◆ What to work on ◆
From the line containing "In this exercise you will indicate the window shutterless" down to the last line of the material, return those lines verbatim and only those.

[A run of records]
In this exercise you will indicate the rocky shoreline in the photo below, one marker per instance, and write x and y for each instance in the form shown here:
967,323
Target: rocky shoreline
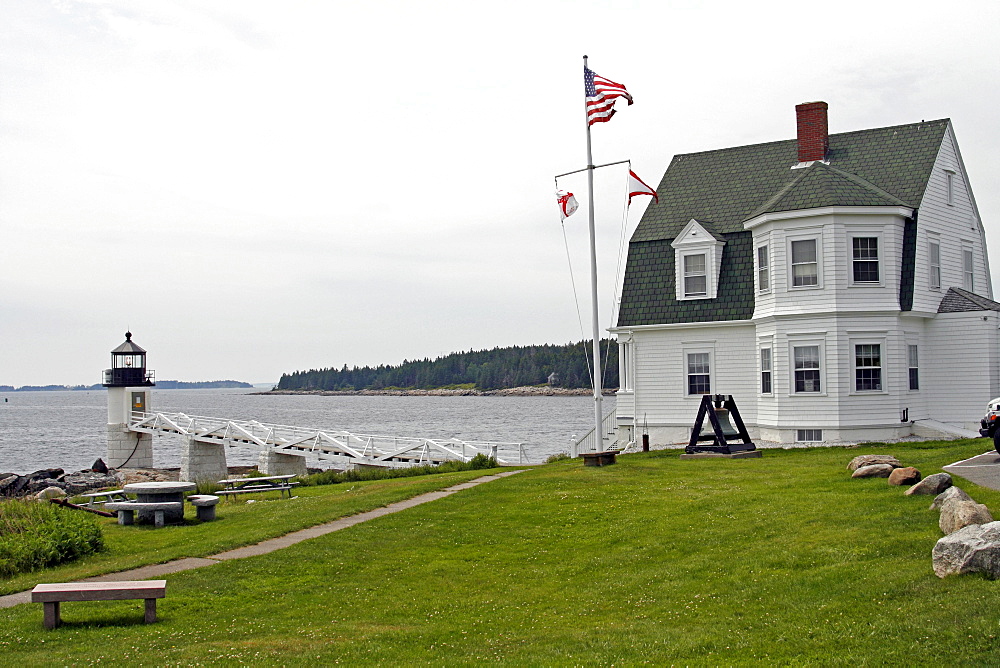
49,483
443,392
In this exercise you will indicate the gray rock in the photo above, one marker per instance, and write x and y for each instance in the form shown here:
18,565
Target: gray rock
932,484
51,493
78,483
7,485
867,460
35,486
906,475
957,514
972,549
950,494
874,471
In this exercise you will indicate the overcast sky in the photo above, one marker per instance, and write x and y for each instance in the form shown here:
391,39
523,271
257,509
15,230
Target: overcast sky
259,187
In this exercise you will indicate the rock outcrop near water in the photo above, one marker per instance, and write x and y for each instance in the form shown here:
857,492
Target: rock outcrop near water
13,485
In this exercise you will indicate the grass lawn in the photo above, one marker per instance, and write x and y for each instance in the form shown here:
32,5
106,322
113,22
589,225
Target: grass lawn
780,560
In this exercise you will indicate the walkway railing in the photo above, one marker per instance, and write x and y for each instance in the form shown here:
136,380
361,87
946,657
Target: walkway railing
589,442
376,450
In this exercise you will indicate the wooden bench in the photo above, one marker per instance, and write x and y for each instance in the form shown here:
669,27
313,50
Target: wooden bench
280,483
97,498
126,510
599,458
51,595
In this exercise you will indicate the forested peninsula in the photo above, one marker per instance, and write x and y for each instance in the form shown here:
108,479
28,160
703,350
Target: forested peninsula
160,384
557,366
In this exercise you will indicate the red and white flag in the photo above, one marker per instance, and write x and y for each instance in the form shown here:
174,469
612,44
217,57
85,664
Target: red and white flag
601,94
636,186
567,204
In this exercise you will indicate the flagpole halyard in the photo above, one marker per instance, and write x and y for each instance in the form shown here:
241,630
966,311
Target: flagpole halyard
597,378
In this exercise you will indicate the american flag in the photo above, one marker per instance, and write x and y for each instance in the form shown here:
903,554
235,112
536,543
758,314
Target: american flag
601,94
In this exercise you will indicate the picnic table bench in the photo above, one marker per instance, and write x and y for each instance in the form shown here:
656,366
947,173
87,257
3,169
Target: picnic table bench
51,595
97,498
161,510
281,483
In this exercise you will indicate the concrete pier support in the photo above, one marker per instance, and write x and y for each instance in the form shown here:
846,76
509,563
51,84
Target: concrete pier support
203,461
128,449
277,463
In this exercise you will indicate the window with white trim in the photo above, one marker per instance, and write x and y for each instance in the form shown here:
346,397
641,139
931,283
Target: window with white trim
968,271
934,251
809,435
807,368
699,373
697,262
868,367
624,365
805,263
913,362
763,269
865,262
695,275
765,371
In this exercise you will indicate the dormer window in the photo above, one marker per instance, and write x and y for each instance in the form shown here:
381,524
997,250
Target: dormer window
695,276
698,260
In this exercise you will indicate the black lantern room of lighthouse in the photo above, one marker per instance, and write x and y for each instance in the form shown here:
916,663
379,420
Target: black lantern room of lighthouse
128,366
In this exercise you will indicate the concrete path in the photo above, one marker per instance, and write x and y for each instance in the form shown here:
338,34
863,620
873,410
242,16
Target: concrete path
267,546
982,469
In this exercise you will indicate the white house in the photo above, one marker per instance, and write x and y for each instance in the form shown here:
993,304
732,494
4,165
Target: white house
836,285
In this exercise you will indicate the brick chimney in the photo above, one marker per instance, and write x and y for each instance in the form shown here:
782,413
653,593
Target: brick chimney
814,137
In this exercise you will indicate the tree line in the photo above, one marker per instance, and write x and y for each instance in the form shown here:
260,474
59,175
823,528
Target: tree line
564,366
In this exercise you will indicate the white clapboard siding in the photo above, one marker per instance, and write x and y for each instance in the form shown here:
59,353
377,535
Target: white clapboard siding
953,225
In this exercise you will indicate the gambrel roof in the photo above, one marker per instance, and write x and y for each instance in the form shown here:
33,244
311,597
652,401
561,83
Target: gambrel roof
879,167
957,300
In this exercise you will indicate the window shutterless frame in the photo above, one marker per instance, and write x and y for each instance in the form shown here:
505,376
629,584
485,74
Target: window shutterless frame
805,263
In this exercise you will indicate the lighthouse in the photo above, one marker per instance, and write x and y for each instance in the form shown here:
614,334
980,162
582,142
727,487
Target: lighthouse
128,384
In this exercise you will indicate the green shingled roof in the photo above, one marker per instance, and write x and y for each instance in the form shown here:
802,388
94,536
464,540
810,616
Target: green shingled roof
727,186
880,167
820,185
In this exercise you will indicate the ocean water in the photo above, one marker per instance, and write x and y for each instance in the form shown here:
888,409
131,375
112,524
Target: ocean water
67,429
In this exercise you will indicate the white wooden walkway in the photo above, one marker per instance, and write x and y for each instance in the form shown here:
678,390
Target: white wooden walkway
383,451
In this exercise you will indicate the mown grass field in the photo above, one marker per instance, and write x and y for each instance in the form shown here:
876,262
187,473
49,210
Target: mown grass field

◆ Written reply ◆
In this exercise you will indicate the window shutterless frame in the photo above, one marker per instance, and write x and y for each instance in the form shown here:
505,376
629,584
485,74
Target: window shutterless frame
805,263
In this exercise you will indicate the lighthouse in the photo above, one marker per instance, and write x and y for each instance in the form shown here:
614,334
980,162
582,142
727,487
Target: lighthouse
128,384
In this exercise you will indicate the green shingled roof in the photo above, one marker per instance, and write x and y for each instance in the form shown here:
802,388
94,536
464,540
810,616
Target: green shingled roof
727,186
880,167
820,185
In this exercise you will indicate the ocean water in the photo above, one marker per instance, and write x and y for each instance in the form shown here:
888,409
131,375
112,524
Target: ocean water
67,429
In this exercise you will indicate the white wooden walkway in the photo above, one marker per instance, and write x and y for each instance in the form shown here:
678,390
Target: white wooden walkway
383,451
In this exercise you will indicate the mown grass field in the photo above, one marker per instance, and write x and y for each instance in the form shown here:
876,262
187,473
49,210
Target: mown grass field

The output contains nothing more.